Dir:- Danny Boyle

Starr:- Leonardo DiCaprio, Virginie Ledoyen, Tilda Swinton, Robert Carlyle, Guillaume Canet, Paterson Joseph

 

Following hot-on-the-heels of Tim Roth’s adaptation of Alex Garland’s less than impressive tale of incest and familial abuse The War Zone, Danny Boyle’s adaptation of The Beach seemed a strange choice for both Boyle and his then rising star Leonardo Di Caprio. Garland’s none-too-subtle assault on the late-90’s trend for privileged Western youth to ‘find’ themselves in some far-off exotic destination, trendily off the well-worn tourist track, seemed to entirely bypass the ‘remittance men’ culture of 20th Century colonial decadents. For Garland the complacent culture-hopping of the 1990’s twenty-something is a ‘new’ phenomenon, in part explainable by the media trends at the end of the last century, that place an emphasis on commodifying ‘authentic’ experiences of the different, original, strange and unique. Boyle’s adaptation simplifies things yet further and in so doing creates a curiously shallow study of youthful narcissism. Here, finding one’s self appears to demand a certain living on the edge, adrenalin pumping hedonism. Di Caprio’s character Richard even hints as much in his overly world-weary voiceover – one of many pointless/aimless distractions in a wonderfully vacuous holiday snap of a movie.

 

For Richard home is a pampered place of comfort and privilege. Breaking away from home to explore Thailand, is all about getting as far away from this comfort zone as opportunity will allow. Thus Richard’s sense of adventure, of exploration, is predicated not so much on a sense of discovery and expanded experience, as on a need to redefine home. In this respect Richard and his ilk are the very definition of ‘tourists’, cultural vampires unwilling to acknowledge their domestic roots, yet unable to do anything other than parasitically exist in whatever foreign context they ‘find’ themselves in.

 

Adrift in a grubby, squalid Bangkok – all muted blues and sickening yellows, to emphasise the appeal and vibrancy of the fabled ‘beach’ – Richard indulges his youthful brio by downing some snake blood and engaging in conversation with a demented Scots skinhead (yet another yawnsomely OTT performance from Robert Carlyle). It is this latter character’s tale of an Edenic island beach that propels the clunky narrative into action. What contact Richard has with his surroundings is minimal, limited to interactions with Thailand’s tourist trappings and a revolving cast of young Westerners, not too dissimilar from himself. His single-minded pursuit of this beach now becomes the crux of whatever attempt at self-discovery Richard claims to be making.

**DATA ENTRIES**
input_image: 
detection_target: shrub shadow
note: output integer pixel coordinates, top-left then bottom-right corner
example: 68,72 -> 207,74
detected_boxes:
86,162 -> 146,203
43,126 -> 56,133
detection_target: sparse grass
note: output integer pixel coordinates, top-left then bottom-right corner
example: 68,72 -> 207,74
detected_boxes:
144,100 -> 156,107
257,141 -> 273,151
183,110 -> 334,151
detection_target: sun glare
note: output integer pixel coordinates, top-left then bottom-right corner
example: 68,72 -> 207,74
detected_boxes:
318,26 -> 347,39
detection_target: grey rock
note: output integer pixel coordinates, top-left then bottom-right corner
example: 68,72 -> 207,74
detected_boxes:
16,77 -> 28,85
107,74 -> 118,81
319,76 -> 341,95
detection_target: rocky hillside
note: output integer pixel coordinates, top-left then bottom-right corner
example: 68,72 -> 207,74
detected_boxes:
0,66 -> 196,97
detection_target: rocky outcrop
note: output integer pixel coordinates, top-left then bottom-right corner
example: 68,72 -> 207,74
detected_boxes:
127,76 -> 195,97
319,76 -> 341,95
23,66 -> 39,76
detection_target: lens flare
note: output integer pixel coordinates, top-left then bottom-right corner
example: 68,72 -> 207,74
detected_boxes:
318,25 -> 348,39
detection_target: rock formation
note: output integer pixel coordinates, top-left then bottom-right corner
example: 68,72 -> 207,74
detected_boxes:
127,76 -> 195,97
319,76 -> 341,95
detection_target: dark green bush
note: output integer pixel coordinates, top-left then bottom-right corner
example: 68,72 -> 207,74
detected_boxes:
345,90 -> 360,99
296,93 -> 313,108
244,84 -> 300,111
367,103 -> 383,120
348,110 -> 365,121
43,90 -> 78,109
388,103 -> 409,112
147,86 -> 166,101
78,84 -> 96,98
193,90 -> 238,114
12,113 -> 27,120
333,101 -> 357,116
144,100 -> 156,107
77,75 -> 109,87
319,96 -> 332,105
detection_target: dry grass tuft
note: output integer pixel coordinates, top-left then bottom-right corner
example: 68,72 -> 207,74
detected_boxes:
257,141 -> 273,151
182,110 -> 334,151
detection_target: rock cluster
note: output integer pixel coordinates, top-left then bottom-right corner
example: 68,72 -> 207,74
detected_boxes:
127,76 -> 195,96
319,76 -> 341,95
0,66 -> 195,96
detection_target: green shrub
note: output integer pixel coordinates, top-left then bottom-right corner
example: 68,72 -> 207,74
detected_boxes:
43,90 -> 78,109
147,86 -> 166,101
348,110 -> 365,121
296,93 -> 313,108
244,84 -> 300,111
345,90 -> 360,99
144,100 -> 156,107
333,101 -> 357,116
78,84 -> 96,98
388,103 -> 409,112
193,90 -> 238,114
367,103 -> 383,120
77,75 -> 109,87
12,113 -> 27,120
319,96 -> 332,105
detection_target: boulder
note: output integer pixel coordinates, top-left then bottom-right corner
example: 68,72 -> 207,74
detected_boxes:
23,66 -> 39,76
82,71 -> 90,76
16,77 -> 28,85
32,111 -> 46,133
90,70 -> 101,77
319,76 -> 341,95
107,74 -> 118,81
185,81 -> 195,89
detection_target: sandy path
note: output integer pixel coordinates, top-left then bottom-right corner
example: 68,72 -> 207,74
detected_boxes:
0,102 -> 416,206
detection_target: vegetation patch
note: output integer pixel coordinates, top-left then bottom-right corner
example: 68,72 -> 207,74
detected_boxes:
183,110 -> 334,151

**SHORT PROBLEM A**
Name every actor credited in the cast line of the review of The Beach.
**SHORT PROBLEM B**
Reproduce the passage of the review of The Beach between "Adrift in a" and "to be making.", inclusive.
**SHORT PROBLEM C**
Carry on writing the review of The Beach from the point where it stops.
The data has no connection to the review of The Beach.

**FINAL ANSWER A**
Leonardo DiCaprio, Virginie Ledoyen, Tilda Swinton, Robert Carlyle, Guillaume Canet, Paterson Joseph

**FINAL ANSWER B**
Adrift in a grubby, squalid Bangkok – all muted blues and sickening yellows, to emphasise the appeal and vibrancy of the fabled ‘beach’ – Richard indulges his youthful brio by downing some snake blood and engaging in conversation with a demented Scots skinhead (yet another yawnsomely OTT performance from Robert Carlyle). It is this latter character’s tale of an Edenic island beach that propels the clunky narrative into action. What contact Richard has with his surroundings is minimal, limited to interactions with Thailand’s tourist trappings and a revolving cast of young Westerners, not too dissimilar from himself. His single-minded pursuit of this beach now becomes the crux of whatever attempt at self-discovery Richard claims to be making.

**FINAL ANSWER C**
Carlyle’s rather gruesome death is used as a first indicator of how desensitised to human suffering Richard is. A later ill-advised computer game pastiche sets about reinforcing this notion of Western culture having detached young people, like Richard, from their humanity. Forgetting the Scotsman’s pathetic end, Richard befriends a ‘nice’ French couple, who noisily make love in the room next door to his own. In persuading the couple to join him in his big adventure to find the ‘mythic’ island all the narrative pieces thus appear to have fallen into place ridiculously early in the film.

 

However the narrative continues its slow meander toward the island, in the company of its narcissistic narrator and his new friends, as they joke about shark attacks, take pictures of the stars and get just a little more stoned. This section of the film comes to resemble the very worst kind of self-indulgent holiday home-video footage, replete with risible candy-floss pop soundtrack. A little amble through beach resort Thailand, sets up one last little contrivance before the movie heads to its central island location. Richard ends up giving a map of the route to the island beach to some ‘clueless’ American compatriots who help him out of an alcohol fix. The glaringly highlighted nature of this transaction, makes it pretty obvious that these identikit American twenty-somethings will invariably end up oiling a later part of the narrative machinery.

 

Despite these criticisms and flaws the movie somehow succeeds in keeping the interest. Even when they finally arrive on the island and Boyle awkwardly handles a love-interest angle involving Virginie Ledoyen, there is still just about enough tension and mystery to sustain the viewers interest. One of the few superbly well realised elements in the film was that of the nature of the island itself. The island turns out to be home to a utopian commune of limited ideals and ideology, that seems to exist purely to serve the escapist needs of its members. However, the commune is surrounded by native farmers growing an illegal cash-crop, which acts both as external agent of threat and danger, as well as a tenuous link to the reality of the commune-dwellers environment.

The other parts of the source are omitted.